[Dataset entries]
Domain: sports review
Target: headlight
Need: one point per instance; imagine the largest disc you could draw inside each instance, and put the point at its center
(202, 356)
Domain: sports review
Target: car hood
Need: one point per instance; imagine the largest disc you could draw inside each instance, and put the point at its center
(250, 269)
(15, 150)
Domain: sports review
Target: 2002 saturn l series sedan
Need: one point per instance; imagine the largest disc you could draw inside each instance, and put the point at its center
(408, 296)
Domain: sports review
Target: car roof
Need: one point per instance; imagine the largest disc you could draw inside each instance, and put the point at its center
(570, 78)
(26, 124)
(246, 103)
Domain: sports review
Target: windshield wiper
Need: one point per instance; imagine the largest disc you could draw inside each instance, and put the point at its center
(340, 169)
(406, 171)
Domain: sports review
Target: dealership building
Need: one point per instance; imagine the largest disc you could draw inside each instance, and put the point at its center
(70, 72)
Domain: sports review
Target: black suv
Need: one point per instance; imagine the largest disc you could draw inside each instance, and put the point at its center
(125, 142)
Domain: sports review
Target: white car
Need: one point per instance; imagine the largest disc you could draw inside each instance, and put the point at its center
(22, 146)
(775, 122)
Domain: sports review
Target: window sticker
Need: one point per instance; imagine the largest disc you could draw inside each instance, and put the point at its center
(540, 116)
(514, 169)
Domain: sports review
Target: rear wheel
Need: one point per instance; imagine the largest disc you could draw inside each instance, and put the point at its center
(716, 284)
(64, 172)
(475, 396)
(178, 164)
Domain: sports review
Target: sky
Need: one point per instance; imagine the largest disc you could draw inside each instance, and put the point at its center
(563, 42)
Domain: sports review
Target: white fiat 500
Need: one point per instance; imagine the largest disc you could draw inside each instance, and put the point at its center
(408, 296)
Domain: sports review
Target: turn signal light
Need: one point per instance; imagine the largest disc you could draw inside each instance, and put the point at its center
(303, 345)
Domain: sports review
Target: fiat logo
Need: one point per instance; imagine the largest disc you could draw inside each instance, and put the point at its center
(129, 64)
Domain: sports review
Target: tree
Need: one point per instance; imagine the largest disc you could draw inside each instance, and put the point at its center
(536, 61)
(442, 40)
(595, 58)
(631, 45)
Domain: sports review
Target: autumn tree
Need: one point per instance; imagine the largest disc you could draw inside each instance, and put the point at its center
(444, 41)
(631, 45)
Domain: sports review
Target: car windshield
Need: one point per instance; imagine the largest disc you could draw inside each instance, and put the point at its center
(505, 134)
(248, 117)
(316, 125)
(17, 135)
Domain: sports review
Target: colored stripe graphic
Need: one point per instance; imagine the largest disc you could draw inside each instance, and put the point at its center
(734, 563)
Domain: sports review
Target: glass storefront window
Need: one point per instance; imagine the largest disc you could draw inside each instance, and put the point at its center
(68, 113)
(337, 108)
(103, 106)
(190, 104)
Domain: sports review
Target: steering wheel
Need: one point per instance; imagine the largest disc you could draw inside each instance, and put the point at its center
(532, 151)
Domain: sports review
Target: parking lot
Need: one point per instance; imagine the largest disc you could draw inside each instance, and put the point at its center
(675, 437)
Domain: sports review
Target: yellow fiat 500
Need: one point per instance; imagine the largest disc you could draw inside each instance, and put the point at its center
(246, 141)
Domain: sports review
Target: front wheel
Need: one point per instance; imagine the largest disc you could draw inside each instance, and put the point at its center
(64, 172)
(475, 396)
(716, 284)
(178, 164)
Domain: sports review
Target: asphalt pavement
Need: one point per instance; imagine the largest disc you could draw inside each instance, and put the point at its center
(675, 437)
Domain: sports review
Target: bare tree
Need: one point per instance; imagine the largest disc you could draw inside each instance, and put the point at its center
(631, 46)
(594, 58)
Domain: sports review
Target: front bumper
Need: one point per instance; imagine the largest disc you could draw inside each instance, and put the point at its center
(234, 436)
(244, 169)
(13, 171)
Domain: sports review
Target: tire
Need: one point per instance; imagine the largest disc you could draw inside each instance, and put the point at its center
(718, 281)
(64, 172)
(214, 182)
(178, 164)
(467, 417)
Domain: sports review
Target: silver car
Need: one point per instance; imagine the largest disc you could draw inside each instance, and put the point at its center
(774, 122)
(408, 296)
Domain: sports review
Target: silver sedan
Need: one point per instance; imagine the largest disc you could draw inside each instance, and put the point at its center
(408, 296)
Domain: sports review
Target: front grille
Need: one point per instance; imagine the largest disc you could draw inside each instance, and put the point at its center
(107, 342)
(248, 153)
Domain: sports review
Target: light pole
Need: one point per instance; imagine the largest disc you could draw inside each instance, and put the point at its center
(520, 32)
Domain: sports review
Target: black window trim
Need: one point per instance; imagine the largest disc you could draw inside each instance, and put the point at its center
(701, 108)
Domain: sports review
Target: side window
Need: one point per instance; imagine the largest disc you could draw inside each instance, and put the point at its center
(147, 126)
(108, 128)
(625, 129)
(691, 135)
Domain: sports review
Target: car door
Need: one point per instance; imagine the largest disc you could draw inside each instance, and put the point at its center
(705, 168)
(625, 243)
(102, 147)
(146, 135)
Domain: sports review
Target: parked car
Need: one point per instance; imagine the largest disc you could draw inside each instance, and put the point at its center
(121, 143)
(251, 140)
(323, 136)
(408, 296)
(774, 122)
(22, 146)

» **Problem to work on**:
The records above are to be written out again word for word.

» **Finished task**:
Domain: sports review
Target: headlight
Need: one point per instance; imagine the largest disc you could draw inside each instance, and put the point at its center
(202, 356)
Domain: sports review
Target: car hood
Need: one point per instance; imagine the largest disc you could draw inside each instance, and put the point at its center
(250, 269)
(15, 150)
Domain: sports review
Target: 2002 saturn l series sedan
Need: one point per instance; imagine the largest disc you could draw inside each instance, and put the point at its center
(408, 296)
Domain: sports review
Target: car roof
Need: one point per instance; imagine the largest disc you could draw inside each instance, and put the point at its center
(570, 78)
(26, 124)
(246, 103)
Domain: sports review
Target: windshield wiper
Need: one point per instance; imagine the largest disc you could draw inside each instance, and put the point at its center
(340, 169)
(406, 171)
Domain: sports review
Target: dealership building
Need: one point per instance; imagine the largest disc you could draw inside each instance, and put the point at its center
(70, 72)
Domain: sports review
Target: black suv
Need: one point per instance; imagine the largest disc you could draw inside each instance, and put the point at its center
(125, 142)
Domain: sports review
Target: white car
Need: one point per instance; imagine the largest disc you could draw inside each instance, and put the point at its center
(22, 146)
(775, 122)
Domain: sports review
Target: window sticker
Need: one point per instance; imagine the largest disc you could draw inside each instance, and put the point at its center
(540, 116)
(514, 169)
Domain: sports review
Target: rear wheel
Need: one point per instance; imagine the largest disc you could draw inside each instance, and put the point at its center
(716, 284)
(64, 172)
(475, 396)
(178, 164)
Domain: sports review
Target: sky
Need: one point per instance; imagine the largest disc you could draw inside each instance, and put the point at its center
(563, 42)
Domain: sports review
Target: white fiat 500
Need: one point per instance; imagine the largest disc you could draw inside each instance, and put the point at its center
(408, 296)
Domain: sports review
Target: turn signal light
Need: one point per instance; imagine the largest disc you could draw inside each instance, and put the point at its center
(303, 345)
Domain: sports review
Target: fiat logo
Need: one point per instance; imagine the largest disc you could draw inside each instance, and put the point at its center
(129, 64)
Domain: sports review
Target: tree
Need: one point per instance; imagine the largest disc you could draw inside each instance, and put the point at its center
(536, 61)
(442, 40)
(595, 58)
(631, 45)
Domain: sports review
Target: autumn tree
Need: one point per instance; imagine the largest disc you could draw inside each instance, and put the point at its center
(444, 41)
(631, 45)
Domain: sports review
Target: car windshield
Need: one point per instance; imagine the largest disc you could draw inside each instance, and put the point at its center
(505, 134)
(248, 117)
(316, 125)
(17, 135)
Domain: sports review
Target: colored stripe graphic
Need: one point per instance; imagine the largest disc you could draw inside each instance, and put the point at its center
(734, 563)
Domain: sports review
Target: glass storefront window
Need: one point per instance; imagine the largest disc you could draw inside each instance, and put the point at its center
(68, 113)
(337, 108)
(103, 106)
(190, 104)
Domain: sports review
Target: steering wheel
Need: one point per instance; imagine the largest disc you could draw inside each instance, and put the point at its center
(532, 151)
Domain: sports review
Target: parking lot
Need: one point per instance; imagine the largest disc you could draw inside each instance, and put the point at its center
(675, 437)
Domain: sports review
Target: yellow fiat 500
Need: one point per instance; imagine the largest disc you could draw inside each instance, and put the point at its center
(246, 141)
Domain: sports review
Target: front wheel
Need: one point per instance; imagine the largest disc you could draw inside each instance, and put the point at its center
(64, 172)
(475, 396)
(716, 284)
(178, 164)
Domain: sports review
Target: asphalt pavement
Need: one point per instance; imagine the largest disc you could draw inside each instance, and put the point at its center
(675, 437)
Domain: sports review
Target: bare tree
Need: one point per instance; imagine the largest disc you could draw inside each instance, and put the point at its center
(631, 46)
(594, 58)
Domain: sports review
Target: front bumper
Need: one point per instance; imagine the largest disc you could draw inside each instance, and put the point at its center
(234, 436)
(244, 169)
(13, 171)
Domain: sports review
Target: tire
Need: one point per instance; imagine the largest disc you could draw inside each instance, and put the point at its center
(718, 281)
(64, 172)
(214, 182)
(178, 164)
(467, 417)
Domain: sports review
Target: silver car
Need: one point per instance; imagine the largest disc you could draw inside each instance, and put the point at its center
(774, 122)
(408, 296)
Domain: sports review
Target: silver sedan
Need: one point per instance; imagine the largest disc you could draw inside each instance, and put the point at its center
(408, 296)
Domain: sports review
Target: front grille
Need: one point per instance; imagine the largest disc you could draw inside each instance, and put the point at its center
(107, 342)
(248, 153)
Domain: sports review
Target: light pole
Need: one point per instance; imagine the largest disc you could draw inside each instance, and put the point at its center
(520, 32)
Domain: sports review
Target: black window trim
Need: one point per instance; imagine the largest disc you could draw inside each instance, and put the point at its center
(701, 108)
Domain: sports review
Target: side window
Need: one point per instance; imagine the largest disc you could draw inside each instance, and put the point at its center
(147, 126)
(108, 128)
(625, 129)
(691, 135)
Domain: sports review
Target: car door
Need: one point per instance; imagine the largest disc you could draw inside each instance, and put the point at its center
(705, 168)
(625, 243)
(102, 147)
(146, 135)
Domain: sports review
Target: parked car
Need: one point per instance; imagine the largest disc you could draw inside each instance, and put the point at its center
(121, 143)
(251, 140)
(323, 136)
(408, 296)
(774, 122)
(22, 146)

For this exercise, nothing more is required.